WORK REQUEST:
Nothing should appear in the answer except the line containing "Query: red jacket" and the lines following it through the end of the listing, each given exactly.

═══

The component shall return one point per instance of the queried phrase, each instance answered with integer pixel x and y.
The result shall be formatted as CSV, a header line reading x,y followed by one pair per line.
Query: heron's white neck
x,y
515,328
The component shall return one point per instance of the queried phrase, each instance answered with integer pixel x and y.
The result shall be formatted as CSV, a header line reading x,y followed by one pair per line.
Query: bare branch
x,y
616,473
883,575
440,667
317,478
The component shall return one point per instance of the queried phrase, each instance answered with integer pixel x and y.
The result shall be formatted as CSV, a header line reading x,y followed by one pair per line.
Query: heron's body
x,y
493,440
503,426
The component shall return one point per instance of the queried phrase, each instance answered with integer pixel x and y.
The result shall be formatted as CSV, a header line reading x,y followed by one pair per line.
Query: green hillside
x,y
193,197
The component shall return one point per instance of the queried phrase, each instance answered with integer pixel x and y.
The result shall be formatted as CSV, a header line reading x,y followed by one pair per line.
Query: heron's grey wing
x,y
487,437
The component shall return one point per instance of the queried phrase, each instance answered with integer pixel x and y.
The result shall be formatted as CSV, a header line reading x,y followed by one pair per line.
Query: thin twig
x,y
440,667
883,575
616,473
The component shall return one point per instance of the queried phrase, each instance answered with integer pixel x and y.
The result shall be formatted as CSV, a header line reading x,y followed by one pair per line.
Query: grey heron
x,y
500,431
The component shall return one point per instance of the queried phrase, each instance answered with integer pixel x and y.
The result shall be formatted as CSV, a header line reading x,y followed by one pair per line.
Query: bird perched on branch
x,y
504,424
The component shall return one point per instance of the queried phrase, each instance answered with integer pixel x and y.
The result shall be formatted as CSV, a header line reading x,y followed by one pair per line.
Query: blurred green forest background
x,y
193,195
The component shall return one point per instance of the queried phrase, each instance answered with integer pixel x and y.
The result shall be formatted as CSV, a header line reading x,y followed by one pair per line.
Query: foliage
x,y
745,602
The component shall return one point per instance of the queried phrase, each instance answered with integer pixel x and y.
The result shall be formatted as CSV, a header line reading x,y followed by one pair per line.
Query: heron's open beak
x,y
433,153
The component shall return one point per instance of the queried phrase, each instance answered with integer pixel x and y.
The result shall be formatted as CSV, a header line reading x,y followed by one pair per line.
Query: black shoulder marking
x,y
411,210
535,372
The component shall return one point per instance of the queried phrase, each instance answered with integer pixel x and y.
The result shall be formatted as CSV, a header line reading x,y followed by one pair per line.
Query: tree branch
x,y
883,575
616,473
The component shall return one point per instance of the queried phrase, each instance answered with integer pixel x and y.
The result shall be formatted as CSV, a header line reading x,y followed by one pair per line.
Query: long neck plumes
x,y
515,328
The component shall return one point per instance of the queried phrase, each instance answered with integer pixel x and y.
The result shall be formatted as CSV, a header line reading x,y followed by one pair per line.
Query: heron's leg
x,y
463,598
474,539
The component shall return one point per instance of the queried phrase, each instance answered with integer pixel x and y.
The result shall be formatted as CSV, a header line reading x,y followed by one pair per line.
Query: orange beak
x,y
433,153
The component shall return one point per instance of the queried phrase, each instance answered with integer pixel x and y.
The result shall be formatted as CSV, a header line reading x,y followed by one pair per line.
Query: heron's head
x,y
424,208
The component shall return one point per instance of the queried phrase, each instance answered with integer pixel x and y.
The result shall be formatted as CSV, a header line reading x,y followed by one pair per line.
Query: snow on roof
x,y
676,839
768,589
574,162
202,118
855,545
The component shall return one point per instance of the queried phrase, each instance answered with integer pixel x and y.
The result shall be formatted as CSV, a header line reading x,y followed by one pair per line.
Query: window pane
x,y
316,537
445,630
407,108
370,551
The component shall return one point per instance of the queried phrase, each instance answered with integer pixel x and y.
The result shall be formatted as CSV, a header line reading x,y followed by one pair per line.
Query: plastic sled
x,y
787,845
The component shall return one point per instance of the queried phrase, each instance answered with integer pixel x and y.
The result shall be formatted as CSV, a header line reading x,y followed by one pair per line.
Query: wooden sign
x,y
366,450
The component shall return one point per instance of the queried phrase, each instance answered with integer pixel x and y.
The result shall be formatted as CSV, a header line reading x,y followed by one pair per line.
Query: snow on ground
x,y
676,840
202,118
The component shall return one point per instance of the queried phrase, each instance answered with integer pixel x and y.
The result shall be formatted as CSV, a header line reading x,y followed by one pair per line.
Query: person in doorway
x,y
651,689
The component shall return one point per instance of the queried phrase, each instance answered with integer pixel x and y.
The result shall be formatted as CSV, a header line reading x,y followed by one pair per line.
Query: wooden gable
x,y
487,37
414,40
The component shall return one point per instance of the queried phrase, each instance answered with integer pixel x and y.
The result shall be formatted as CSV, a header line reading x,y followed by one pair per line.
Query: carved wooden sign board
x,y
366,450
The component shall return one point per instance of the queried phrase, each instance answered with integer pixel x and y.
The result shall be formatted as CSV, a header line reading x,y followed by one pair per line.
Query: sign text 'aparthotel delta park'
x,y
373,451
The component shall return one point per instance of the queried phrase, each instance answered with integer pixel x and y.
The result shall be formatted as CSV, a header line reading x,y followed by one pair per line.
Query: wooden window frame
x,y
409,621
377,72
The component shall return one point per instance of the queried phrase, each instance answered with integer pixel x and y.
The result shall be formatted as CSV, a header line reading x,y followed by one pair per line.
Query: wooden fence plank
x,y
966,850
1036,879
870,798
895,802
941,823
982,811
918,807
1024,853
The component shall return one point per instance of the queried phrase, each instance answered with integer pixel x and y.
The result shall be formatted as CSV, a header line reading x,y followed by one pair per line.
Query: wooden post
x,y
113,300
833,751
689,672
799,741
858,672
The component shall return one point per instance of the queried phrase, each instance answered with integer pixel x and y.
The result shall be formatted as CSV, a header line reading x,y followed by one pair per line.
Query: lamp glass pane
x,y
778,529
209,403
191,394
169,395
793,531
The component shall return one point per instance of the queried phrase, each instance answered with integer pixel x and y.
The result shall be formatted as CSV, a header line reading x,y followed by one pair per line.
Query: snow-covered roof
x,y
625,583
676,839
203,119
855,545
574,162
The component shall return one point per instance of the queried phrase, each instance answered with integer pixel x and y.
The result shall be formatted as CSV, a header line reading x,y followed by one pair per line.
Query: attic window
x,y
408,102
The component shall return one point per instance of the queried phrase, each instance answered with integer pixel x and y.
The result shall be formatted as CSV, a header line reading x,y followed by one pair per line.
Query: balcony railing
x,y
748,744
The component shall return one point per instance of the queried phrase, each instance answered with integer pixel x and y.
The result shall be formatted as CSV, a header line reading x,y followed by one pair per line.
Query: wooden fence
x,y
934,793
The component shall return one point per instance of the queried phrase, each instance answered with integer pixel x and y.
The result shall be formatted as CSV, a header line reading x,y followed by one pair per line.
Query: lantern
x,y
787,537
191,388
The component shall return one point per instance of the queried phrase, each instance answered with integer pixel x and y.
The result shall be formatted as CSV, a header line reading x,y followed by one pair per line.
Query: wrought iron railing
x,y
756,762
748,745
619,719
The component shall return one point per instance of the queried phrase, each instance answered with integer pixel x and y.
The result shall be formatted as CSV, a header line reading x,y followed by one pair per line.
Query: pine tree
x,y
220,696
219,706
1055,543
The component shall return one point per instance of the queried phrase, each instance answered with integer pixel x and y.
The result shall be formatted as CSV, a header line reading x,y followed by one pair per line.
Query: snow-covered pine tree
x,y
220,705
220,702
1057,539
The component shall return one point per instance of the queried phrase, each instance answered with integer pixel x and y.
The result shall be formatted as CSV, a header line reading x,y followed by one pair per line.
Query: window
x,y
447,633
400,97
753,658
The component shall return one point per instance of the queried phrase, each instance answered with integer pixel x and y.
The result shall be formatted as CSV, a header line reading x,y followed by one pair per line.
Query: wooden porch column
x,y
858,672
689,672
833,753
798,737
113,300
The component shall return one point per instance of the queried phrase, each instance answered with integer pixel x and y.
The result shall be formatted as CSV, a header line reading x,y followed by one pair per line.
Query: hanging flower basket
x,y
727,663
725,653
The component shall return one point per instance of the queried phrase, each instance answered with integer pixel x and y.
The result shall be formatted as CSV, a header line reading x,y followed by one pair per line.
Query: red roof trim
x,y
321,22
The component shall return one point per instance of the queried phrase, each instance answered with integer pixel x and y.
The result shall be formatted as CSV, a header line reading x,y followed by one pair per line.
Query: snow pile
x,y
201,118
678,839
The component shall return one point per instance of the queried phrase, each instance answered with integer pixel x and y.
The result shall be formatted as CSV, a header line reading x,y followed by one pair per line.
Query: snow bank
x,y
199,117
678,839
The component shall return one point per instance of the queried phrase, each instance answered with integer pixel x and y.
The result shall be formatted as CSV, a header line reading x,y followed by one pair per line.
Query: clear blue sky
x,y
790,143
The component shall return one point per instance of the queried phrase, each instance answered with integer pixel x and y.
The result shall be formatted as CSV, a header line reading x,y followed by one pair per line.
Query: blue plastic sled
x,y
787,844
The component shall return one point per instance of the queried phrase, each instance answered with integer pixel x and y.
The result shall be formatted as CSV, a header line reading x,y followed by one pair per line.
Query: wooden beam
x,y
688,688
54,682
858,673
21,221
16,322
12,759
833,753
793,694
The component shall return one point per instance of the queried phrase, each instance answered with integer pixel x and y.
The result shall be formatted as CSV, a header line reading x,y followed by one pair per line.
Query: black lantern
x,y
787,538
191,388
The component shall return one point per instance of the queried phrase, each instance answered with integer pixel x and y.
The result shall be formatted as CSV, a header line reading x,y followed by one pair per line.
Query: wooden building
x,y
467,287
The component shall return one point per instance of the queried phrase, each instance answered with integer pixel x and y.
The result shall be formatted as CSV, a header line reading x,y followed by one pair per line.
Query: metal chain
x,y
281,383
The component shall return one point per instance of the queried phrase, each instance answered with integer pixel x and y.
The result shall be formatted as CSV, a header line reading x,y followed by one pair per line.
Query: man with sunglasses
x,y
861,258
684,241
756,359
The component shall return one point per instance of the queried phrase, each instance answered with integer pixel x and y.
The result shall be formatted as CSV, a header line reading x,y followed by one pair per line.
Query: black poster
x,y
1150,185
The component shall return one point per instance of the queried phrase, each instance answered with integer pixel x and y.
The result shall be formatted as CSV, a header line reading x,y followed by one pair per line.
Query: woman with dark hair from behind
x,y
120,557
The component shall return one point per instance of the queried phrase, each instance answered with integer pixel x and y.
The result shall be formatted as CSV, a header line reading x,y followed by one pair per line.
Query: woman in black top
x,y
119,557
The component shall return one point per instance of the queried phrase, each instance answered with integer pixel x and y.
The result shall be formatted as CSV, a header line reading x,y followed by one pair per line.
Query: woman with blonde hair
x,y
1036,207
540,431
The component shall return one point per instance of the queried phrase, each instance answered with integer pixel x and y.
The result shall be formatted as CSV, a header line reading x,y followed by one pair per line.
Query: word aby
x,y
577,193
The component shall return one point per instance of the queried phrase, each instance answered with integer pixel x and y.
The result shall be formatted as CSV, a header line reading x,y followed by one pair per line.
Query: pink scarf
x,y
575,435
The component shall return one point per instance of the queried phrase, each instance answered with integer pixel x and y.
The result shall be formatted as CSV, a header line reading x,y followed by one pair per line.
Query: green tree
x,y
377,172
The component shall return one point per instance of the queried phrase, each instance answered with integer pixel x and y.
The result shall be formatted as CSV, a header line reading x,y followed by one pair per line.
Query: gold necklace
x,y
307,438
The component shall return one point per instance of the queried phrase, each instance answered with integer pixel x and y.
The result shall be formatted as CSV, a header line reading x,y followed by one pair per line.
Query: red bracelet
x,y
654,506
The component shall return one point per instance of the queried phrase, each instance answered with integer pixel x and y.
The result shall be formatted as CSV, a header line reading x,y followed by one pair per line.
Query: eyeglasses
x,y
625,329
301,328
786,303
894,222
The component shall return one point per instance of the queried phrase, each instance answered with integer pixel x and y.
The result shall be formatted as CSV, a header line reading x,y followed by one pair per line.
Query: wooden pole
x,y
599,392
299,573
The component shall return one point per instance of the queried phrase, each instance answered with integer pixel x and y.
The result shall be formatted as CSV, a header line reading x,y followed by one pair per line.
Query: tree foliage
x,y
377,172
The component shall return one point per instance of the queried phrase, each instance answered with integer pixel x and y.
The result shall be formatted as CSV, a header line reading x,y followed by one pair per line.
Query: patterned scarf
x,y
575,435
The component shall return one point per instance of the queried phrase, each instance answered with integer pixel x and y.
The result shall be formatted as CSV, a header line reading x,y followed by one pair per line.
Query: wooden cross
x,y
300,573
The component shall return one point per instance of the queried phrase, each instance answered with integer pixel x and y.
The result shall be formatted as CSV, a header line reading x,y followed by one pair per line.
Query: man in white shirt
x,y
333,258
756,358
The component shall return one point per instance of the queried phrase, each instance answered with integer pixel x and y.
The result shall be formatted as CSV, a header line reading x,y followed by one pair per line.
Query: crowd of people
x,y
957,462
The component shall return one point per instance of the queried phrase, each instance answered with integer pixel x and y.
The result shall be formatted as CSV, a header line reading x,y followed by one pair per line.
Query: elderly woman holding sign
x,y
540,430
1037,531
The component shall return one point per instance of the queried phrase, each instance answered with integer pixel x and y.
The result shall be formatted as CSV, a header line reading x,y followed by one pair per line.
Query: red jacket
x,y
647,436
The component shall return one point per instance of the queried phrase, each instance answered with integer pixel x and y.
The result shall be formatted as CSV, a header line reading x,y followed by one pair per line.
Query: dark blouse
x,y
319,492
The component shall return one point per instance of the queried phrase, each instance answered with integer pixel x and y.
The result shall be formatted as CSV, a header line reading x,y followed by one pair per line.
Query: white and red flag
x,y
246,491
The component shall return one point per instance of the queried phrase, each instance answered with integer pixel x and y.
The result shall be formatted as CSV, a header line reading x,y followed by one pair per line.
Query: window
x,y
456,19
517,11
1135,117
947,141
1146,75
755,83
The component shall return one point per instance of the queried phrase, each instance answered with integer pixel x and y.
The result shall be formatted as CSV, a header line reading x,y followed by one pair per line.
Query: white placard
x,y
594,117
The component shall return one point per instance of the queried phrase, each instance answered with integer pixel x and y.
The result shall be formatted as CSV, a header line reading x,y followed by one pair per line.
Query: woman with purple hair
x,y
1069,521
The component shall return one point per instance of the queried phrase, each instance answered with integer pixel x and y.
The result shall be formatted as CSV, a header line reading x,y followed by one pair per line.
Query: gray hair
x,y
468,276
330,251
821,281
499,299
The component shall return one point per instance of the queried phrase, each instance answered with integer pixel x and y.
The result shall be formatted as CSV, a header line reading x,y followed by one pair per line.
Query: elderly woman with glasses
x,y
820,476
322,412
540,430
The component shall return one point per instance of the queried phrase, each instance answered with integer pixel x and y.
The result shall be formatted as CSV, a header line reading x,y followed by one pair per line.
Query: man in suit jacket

═══

OUTPUT OF THE EXERCISE:
Query: red jacket
x,y
647,436
The component shall return one point per instance of the queried phrase, each instance answered with integer pixel x and y.
The result shall be formatted as CSV, a header line reading x,y followed by one pair per line.
Query: dark blouse
x,y
319,492
The component shall return one point per instance of the queried phrase, each instance answered with integer pixel x and y.
The result shall be formatted as CSV, a header line reading x,y followed by one pair per line.
Query: white and red flag
x,y
246,491
The component shall return one point per instance of the queried phrase, each instance answered with integer pixel x and y.
The result shall be formatted as CSV, a header line reading x,y followed by one pair per line.
Query: window
x,y
456,19
517,11
1135,117
947,141
1146,75
755,83
The component shall return one point per instance of the queried phrase, each instance answered with integer pixel x and y.
The result shall be formatted as CSV, a header line reading x,y followed by one pair per line.
Query: white placard
x,y
594,117
The component shall return one point per instance of the queried phrase, each instance answered with integer pixel x and y.
The result shall be formatted as CSV, a header line reading x,y followed by one pair per line.
Query: woman with purple hair
x,y
1069,521
The component shall return one point per instance of the queried phrase, each instance answered with integer pixel x and y.
The result shall be formatted as CSV, a header line reading x,y followed by one pair per line.
Query: gray hair
x,y
468,276
330,251
821,281
499,299
The component shall return one point per instance of the queried phrase, each instance answered with integer pixel x and y.
The result shall be formatted as CSV, a header line reading x,y followed by one pair per line.
Query: elderly woman with glasses
x,y
820,476
322,412
540,430
The component shall return one point per instance of the queried phrase, each instance answered with integer pixel x and y.
The result shall be formatted as CSV, a header line reading x,y followed by one pair per line.
Query: man in suit jacket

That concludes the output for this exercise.